>> START Passage provided

As a consequence of the violations referred to in Parts (1) and/or
(2) above, Claimants J. Comer, L. Baldridge, D. Johnson and B. Wheeler shall each ‘... be compensated ten (10) hours at the regular rate of pay per day for sixteen (16) days which totals
$4563.00 for the Machine Operators plus late payment penalties based on a daily periodic rate of .0271% (Annual Percentage
Rate of 9.9%) calculated by multiplying the balance of the claim by the daily periodic rate and then by the corresponding number of days over sixty (60) that this claim remains unpaid.’ (Emphasis in original).”
The Third Division of the Adjustment Board, upon the whole record and all the evidence, finds that:
The carrier or carriers and the employee or employees involved in this dispute are respectively carrier and employee within the meaning of the Railway Labor Act, as approved June 21, 1934.
This Division of the Adjustment Board has jurisdiction over the dispute involved herein.
Parties to said dispute were given due notice of hearing thereon.
There is no dispute that in the past the Carrier has subcontracted the work involved in this dispute and that, in the past, the covered employees have also performed the work. This is a mixed-practice case. The question in this case is sufficiency of notice under the governing Agreement language.
By letters dated December 13, 2016 and August 4, 2017, the Carrier sent annual notices of subcontracting to the Organization, both of which listed contractors and type of work to be performed on the Carrier’s properties during 2017. Carrier Exhibit A at 12-14, 16-18. By letter dated March 24, 2017, the Carrier supplemented its notice to the Organization with the following (Carrier Exhibit A at 15):
“Without prejudice that the work described below is not covered by the Scope Rule of the current Agreements and pursuant to past practice of contracting, this is advance notice as described in the Letter of Understanding dated February 10, 1986 for the Mid South, of the Carrier's intent to contract the work set forth in this Notice of Intent to Contract Services. The work contemplated below is necessary as identified by items one, two and three of the agreement.
Project Name: MSLLC Ties and Rail Relay
Install approx. 60,000 cross ties, switch ties installation, road crossing rehab, relay approx. 65,000 linear feet rail, tie & OTM pickup & distribution, undercutting,
Type of Work: surfacing, bridge repair and rehab
Type of Equipment: Spike pullers, spikers, rail laying
equipment, pettibones, rail heaters, tie plugging machines, tampers, ballast regulators, grapple trucks, backhoes, dump trucks, trackhoes, rail welding trucks, crew trucks and tools, tie inserters, rail anchor machines
Contractors: Approximately seventy-five (75)
Duration: Approximately seven (7) weeks
To begin: Approximately April 18, 2017
Working time: 10 hrs per day 4+ days per week or 8 hrs
per day 5+ days per week
Location: MSLLC - Vicksburg and Meridian Subdivisions
Contractor: TBD
KCS Employees: Yes
There are no furloughed employees on the Mid South and all other employees are engaged in other on-going projects. The Carrier does not have the equipment or available manpower lo perform these projects in a timely manner.

>> END Passage provided
>> START Stored records

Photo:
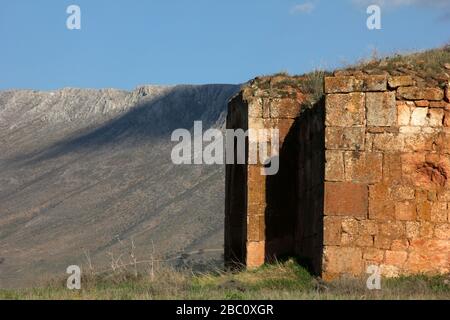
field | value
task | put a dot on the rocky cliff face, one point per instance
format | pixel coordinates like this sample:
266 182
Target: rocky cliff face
86 171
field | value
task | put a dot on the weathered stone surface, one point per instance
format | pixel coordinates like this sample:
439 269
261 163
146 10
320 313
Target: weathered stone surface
405 211
396 258
422 103
345 110
381 109
428 255
255 228
401 81
284 108
334 166
415 93
343 84
381 207
374 83
442 231
363 167
419 117
255 254
345 199
439 212
390 142
352 138
332 230
340 260
373 255
403 114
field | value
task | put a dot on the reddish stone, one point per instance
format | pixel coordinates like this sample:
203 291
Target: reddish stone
415 93
345 110
363 167
345 199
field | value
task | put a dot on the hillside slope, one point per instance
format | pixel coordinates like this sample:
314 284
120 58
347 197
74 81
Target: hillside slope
82 172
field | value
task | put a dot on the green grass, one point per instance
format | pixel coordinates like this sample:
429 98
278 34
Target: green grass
285 280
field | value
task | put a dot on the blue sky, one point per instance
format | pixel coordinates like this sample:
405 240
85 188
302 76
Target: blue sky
125 43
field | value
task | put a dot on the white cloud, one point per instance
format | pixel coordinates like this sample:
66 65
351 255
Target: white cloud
402 3
306 7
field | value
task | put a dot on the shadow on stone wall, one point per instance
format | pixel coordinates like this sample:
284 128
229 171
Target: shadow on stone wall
295 196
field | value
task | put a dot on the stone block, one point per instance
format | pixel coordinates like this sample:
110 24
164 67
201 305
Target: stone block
381 109
351 138
343 84
334 166
405 211
439 212
392 229
415 93
401 81
255 227
419 117
284 108
363 167
255 254
442 231
412 229
390 142
403 114
428 256
373 255
345 110
346 199
332 230
396 258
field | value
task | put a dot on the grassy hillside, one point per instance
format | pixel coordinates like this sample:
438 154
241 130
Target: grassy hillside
285 280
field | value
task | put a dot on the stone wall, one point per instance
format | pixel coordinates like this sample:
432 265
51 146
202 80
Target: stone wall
363 176
386 178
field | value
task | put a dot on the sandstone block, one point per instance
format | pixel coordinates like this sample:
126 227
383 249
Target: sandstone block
255 109
405 211
392 229
363 167
439 104
345 199
442 231
341 260
374 255
391 142
422 103
334 166
374 83
412 229
255 254
401 81
428 255
352 138
345 110
403 114
435 117
415 93
396 258
424 211
284 108
400 245
381 109
439 212
343 84
392 168
382 242
419 117
332 230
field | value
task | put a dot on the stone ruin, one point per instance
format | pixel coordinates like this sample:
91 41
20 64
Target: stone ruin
363 177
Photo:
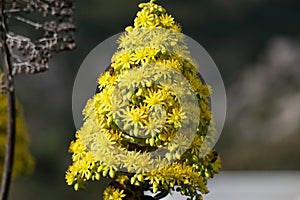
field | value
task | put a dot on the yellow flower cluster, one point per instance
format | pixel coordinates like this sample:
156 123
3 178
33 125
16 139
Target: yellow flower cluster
146 126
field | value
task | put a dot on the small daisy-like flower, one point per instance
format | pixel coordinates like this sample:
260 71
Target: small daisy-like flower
140 56
111 193
166 20
123 62
144 19
154 97
175 117
106 79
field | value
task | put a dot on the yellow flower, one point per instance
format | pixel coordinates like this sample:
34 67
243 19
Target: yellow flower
123 61
175 117
154 97
144 19
166 20
111 193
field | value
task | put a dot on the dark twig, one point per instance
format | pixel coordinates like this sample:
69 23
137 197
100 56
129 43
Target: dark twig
11 109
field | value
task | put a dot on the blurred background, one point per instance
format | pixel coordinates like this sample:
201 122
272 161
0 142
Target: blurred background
256 46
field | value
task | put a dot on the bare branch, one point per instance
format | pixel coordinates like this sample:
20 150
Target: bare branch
31 23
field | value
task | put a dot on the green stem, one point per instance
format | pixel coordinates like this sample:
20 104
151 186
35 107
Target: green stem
11 108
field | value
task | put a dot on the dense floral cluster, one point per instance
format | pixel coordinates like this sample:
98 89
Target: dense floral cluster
146 126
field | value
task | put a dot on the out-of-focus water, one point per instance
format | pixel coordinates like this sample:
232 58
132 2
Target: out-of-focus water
252 185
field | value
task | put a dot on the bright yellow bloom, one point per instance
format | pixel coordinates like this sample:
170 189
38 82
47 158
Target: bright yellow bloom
111 193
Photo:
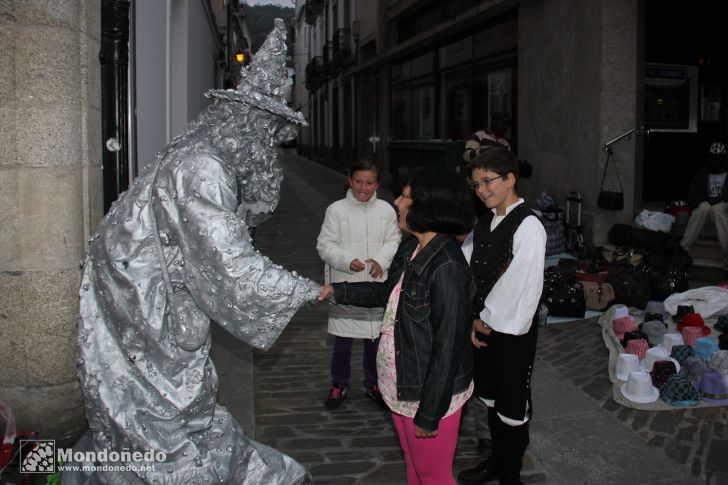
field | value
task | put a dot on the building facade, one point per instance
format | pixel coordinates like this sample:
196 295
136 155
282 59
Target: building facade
569 76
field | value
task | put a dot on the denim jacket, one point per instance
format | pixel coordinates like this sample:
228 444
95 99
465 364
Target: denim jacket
433 353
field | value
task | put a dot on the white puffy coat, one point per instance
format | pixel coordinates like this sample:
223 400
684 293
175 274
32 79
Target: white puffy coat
357 230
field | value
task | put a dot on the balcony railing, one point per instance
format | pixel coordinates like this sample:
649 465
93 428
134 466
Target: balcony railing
312 9
342 55
315 75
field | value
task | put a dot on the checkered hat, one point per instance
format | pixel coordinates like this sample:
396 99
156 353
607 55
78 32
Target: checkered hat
681 353
655 331
661 370
622 326
722 324
678 392
655 307
694 369
705 347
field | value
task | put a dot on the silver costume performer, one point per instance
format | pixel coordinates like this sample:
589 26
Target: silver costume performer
146 386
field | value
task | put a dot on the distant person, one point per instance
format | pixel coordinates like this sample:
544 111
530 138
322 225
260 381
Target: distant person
708 197
425 358
509 245
357 242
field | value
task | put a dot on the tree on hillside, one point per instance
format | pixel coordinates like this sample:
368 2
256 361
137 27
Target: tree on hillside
260 20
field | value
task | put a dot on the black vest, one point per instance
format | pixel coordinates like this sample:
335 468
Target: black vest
493 251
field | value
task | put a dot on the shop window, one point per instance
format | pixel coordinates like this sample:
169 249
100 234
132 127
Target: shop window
456 104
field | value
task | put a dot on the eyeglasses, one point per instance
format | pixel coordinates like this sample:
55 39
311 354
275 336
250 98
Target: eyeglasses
484 182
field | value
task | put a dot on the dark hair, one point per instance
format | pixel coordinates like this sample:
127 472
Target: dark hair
441 202
499 160
363 165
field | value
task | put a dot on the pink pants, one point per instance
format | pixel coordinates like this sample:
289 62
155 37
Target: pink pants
429 460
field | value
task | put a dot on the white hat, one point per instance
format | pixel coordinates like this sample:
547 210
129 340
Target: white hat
639 388
626 364
655 354
669 340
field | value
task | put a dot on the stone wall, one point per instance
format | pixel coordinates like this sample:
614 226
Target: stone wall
578 77
50 197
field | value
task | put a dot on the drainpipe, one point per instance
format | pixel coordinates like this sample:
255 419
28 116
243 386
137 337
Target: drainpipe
114 58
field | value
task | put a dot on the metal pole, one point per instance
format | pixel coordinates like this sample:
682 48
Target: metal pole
114 58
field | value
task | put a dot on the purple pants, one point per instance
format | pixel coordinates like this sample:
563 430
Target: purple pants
341 362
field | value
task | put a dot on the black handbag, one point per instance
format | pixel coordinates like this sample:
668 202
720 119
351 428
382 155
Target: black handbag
665 283
630 288
607 199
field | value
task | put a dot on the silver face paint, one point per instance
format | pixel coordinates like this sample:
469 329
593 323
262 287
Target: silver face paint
142 390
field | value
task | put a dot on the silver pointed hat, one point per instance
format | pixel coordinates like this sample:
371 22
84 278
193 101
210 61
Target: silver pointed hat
262 83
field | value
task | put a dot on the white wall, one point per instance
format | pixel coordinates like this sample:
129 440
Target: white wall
151 78
174 58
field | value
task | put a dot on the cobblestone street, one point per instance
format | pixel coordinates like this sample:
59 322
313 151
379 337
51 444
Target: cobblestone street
578 433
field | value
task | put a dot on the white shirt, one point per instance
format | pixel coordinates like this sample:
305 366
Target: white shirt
513 301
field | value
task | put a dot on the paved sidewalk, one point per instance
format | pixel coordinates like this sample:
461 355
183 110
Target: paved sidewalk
578 434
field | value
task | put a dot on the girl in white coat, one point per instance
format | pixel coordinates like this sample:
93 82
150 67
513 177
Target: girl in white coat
358 240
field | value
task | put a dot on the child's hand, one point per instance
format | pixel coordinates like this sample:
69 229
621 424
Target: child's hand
326 292
479 328
375 271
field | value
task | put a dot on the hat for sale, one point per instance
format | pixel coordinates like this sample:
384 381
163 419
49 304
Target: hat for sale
693 320
654 355
691 335
719 363
655 307
717 148
678 392
681 353
626 364
661 370
637 347
713 389
635 335
654 330
722 324
669 340
723 341
639 388
705 347
682 310
620 311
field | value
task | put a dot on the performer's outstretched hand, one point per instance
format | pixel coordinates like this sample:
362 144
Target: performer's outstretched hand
326 292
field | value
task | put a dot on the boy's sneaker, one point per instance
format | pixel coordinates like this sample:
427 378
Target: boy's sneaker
336 397
375 395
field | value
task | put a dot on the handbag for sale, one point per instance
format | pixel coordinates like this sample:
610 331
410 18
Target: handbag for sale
665 283
597 296
564 300
594 277
630 288
555 237
614 254
607 199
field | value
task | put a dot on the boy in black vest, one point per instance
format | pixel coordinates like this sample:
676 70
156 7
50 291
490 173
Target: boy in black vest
509 245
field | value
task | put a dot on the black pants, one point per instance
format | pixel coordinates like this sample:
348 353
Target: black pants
509 447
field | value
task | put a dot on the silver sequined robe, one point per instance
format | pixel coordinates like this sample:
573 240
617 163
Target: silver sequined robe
142 391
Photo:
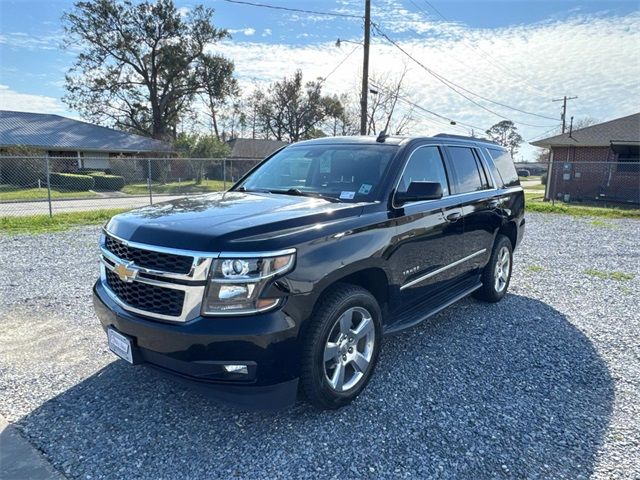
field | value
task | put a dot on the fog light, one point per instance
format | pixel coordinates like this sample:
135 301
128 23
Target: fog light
236 369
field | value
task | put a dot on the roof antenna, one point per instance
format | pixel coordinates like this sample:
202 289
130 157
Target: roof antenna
571 128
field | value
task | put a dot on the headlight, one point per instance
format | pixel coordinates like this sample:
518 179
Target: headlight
236 284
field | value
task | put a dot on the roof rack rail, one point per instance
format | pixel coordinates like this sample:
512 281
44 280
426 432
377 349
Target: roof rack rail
465 137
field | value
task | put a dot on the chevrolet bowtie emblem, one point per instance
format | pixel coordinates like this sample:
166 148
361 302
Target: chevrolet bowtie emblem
126 272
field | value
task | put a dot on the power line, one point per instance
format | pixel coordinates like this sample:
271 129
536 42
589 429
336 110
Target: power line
296 10
542 134
340 64
452 86
444 120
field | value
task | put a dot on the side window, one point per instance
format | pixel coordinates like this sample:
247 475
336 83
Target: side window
470 175
425 165
504 165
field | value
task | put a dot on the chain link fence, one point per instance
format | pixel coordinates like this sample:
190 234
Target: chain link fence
606 183
50 185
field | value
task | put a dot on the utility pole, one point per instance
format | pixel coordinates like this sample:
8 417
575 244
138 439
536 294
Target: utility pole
365 68
564 110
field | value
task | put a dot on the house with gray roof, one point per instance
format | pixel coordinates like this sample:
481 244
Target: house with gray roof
57 136
600 162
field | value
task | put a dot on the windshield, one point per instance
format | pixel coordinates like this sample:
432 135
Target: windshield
348 173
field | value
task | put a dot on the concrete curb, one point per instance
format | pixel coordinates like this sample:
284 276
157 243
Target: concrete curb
19 460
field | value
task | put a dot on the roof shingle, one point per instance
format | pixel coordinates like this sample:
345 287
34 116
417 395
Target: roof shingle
53 132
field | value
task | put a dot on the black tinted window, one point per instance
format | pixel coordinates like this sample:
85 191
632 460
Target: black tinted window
468 177
425 165
504 165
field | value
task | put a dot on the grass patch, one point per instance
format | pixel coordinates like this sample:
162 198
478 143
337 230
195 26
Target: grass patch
602 224
535 268
538 187
11 192
176 188
36 224
535 203
618 276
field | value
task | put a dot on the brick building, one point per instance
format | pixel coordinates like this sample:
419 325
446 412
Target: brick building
596 163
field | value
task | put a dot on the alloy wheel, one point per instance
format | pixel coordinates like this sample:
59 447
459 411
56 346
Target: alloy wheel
349 349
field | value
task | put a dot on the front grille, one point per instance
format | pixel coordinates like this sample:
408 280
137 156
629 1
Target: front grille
165 262
164 301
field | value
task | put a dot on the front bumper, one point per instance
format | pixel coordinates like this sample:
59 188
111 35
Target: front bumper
195 352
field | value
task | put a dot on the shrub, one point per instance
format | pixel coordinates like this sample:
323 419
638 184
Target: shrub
107 182
23 172
71 181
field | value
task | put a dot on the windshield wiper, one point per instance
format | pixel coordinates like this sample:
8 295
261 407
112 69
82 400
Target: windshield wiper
299 193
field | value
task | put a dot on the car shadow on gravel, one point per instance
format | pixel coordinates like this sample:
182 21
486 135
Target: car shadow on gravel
511 390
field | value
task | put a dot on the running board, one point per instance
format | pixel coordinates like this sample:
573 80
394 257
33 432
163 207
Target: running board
400 326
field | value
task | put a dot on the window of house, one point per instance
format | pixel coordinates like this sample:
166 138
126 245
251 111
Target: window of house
424 165
469 173
628 158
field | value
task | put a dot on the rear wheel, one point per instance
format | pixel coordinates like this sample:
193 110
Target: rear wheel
341 347
497 274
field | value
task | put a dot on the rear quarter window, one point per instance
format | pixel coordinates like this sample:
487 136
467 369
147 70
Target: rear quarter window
504 165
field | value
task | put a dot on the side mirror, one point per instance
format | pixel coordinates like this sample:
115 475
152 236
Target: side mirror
419 191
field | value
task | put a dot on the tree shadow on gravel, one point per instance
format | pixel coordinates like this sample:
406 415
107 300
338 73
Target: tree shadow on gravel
511 390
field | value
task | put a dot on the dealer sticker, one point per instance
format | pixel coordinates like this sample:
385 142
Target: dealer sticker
347 195
365 188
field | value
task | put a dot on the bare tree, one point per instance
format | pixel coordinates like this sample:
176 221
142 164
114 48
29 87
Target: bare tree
385 113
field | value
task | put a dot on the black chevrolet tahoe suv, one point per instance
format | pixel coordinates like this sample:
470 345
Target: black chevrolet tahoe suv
286 283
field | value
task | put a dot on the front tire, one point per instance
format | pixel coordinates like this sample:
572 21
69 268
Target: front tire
341 346
496 276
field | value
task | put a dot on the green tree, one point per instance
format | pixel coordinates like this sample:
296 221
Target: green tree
218 85
139 64
506 134
202 152
292 110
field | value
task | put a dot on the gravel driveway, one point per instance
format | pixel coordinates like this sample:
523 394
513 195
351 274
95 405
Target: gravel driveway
545 384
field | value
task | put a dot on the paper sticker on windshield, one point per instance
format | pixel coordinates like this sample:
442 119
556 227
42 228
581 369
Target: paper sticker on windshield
347 195
365 188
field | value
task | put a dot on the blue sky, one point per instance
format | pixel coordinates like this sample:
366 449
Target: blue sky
522 53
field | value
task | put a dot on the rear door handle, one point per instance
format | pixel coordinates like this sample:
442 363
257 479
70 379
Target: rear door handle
453 217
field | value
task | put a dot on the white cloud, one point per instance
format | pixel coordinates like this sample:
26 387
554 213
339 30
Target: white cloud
32 42
26 102
248 31
525 66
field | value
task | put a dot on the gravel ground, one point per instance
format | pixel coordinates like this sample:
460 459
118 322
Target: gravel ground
545 384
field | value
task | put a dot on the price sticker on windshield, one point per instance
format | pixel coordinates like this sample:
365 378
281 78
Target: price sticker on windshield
347 195
365 188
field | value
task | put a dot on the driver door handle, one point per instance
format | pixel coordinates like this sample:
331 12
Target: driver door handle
453 217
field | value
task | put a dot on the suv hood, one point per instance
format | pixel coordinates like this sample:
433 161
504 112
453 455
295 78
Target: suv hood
227 221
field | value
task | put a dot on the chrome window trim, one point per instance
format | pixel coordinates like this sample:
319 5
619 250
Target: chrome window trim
485 164
404 168
442 269
455 195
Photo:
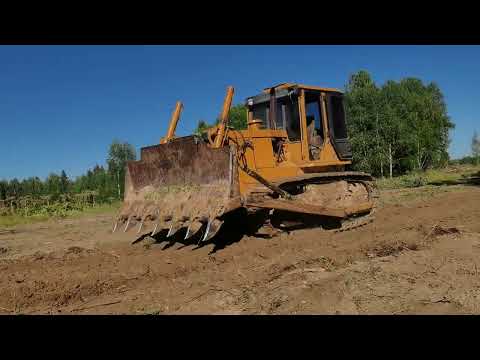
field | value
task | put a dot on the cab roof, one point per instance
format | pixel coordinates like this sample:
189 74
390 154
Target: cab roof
301 86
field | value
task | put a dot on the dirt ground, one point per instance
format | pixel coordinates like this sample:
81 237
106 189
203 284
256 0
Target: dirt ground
421 255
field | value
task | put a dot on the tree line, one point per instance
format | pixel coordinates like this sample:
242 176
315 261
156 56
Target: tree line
106 182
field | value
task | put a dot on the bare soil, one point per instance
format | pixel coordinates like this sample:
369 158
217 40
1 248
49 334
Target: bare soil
421 255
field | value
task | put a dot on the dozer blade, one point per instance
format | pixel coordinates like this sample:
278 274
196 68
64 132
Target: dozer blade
177 185
213 226
192 228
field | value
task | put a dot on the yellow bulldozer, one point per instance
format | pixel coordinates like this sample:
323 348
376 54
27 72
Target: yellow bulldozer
290 165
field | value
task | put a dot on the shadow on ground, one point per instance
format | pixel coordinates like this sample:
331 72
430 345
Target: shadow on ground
473 179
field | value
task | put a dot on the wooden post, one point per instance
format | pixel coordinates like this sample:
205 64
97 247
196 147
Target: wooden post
390 158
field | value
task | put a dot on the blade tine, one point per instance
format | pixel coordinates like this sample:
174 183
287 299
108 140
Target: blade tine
157 214
172 229
193 227
213 230
207 230
128 223
140 226
188 231
154 229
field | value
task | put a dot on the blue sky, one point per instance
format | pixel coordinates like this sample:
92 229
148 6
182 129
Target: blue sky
61 106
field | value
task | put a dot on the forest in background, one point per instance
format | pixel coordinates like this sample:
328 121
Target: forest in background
396 128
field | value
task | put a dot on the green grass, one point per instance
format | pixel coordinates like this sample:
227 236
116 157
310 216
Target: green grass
448 176
7 221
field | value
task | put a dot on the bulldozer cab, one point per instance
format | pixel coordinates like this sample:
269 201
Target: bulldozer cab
311 116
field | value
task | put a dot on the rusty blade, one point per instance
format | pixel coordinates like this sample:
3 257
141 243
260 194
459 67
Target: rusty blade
193 228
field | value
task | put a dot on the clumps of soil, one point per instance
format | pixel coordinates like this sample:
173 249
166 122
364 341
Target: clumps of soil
387 249
439 230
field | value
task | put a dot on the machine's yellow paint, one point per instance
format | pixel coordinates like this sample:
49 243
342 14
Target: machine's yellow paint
296 161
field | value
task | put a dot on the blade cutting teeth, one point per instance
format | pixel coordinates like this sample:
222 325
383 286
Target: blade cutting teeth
212 229
193 227
128 223
140 226
158 218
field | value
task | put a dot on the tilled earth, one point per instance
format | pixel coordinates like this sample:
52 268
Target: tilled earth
421 255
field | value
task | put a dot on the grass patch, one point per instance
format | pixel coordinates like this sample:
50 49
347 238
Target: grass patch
452 175
7 221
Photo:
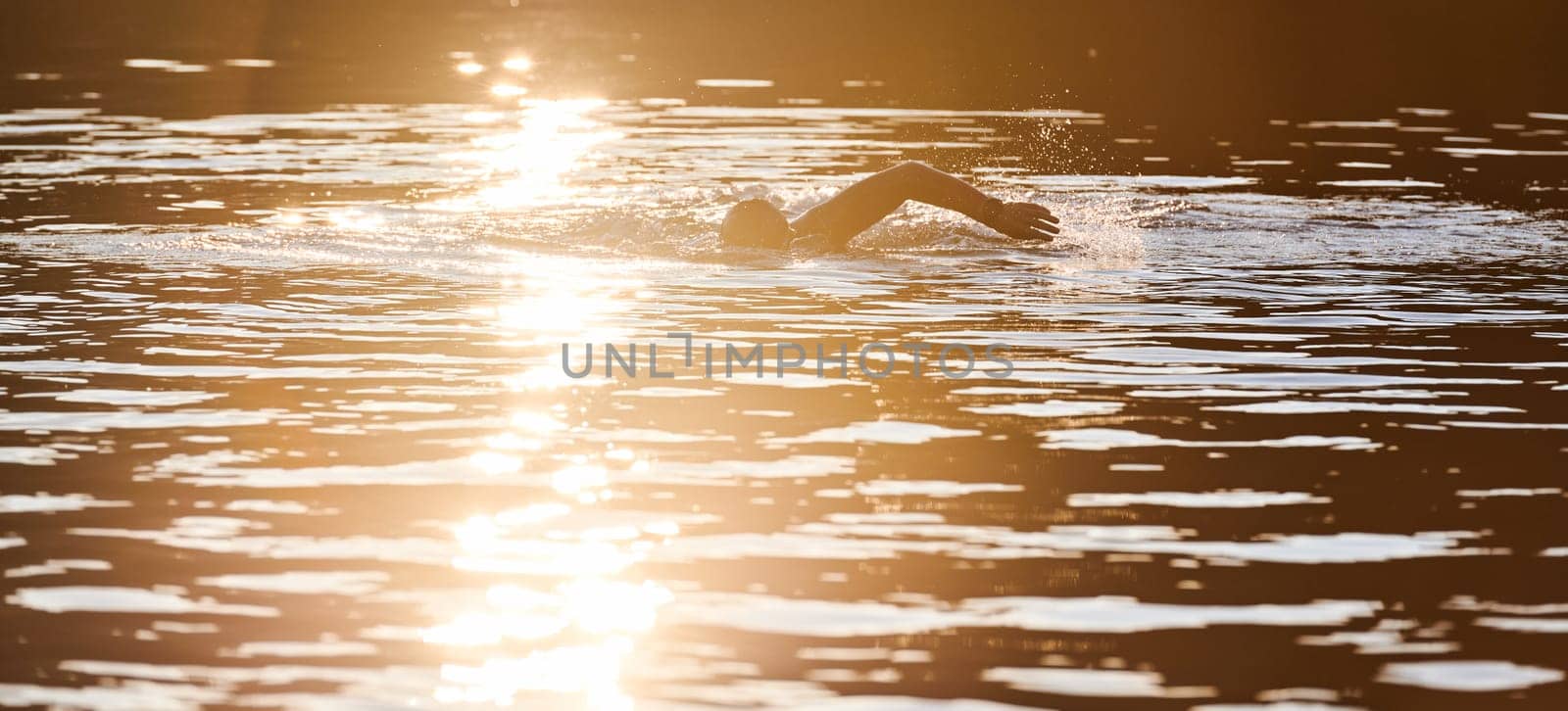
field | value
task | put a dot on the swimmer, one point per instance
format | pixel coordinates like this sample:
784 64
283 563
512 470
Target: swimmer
836 221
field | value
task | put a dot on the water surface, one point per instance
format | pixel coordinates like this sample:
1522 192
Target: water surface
284 421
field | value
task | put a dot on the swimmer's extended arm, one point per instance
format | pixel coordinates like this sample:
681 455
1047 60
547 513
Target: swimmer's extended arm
866 203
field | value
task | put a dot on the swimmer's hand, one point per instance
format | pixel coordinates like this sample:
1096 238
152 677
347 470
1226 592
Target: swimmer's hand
1019 219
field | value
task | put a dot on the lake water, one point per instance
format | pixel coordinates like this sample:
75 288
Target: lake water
286 421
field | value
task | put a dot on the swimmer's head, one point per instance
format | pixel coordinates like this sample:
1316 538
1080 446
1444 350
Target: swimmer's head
755 224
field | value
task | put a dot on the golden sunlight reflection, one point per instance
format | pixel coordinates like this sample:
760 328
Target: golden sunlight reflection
530 166
574 633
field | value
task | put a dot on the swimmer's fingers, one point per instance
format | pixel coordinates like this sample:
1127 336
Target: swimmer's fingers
1048 227
1035 212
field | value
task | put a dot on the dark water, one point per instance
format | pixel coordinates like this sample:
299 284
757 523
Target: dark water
284 420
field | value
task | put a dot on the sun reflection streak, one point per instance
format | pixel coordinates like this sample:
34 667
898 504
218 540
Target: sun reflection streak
530 165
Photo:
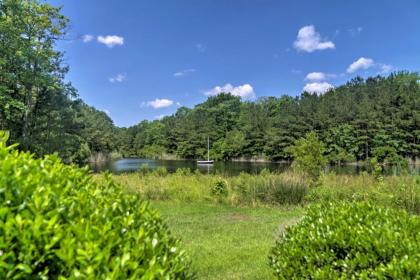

>> END Stored records

» **Task instructions**
A: List every line of the listing that contains the word "dense", matching its case exactly.
B: Pick up the passage on the railroad subcontracting dispute where it stops and keep writing it.
The passage on the railroad subcontracting dispute and the listing come from different sources.

» **Expected answers**
A:
task | put a dot on the dense floral cluster, one point per instance
Target: dense floral cluster

B:
While standing alone, the Carrier’s annual notice of subcontracting which only gives contractor names and type of work to be performed is not sufficient to meet the notification requirements of the governing Side Letter of Agreement, the supplemented detailed information given to the Organization in the March 24, 2017 letter (which was given more than 15 days prior to the work being performed) satisfies the Carrier’s notification requirements under the Side Letter. See Third Division Award 44709 and awards cited:
“(2) The Carrier’s giving supplemental notification to the Organization of the type of work, the type of equipment, the length of the project, its projected start date, and its location along with stated reasons for subcontracting satisfies the Carrier’s notification obligation.”
The fact that the work involved in this dispute was on the Artesia Subdivision as noted in the claim and the supplemental notification is for the Vicksburg and Meridian Subdivisions does not change the result. See Third Division Award 44709:
“(3) Where a supplemental notification is given by the Carrier to the Organization and identifies a location of work to be performed, but that location and work is different from the work in dispute in the claim, the supplemental notification does not cure the notice deficiency given by just an annual notice.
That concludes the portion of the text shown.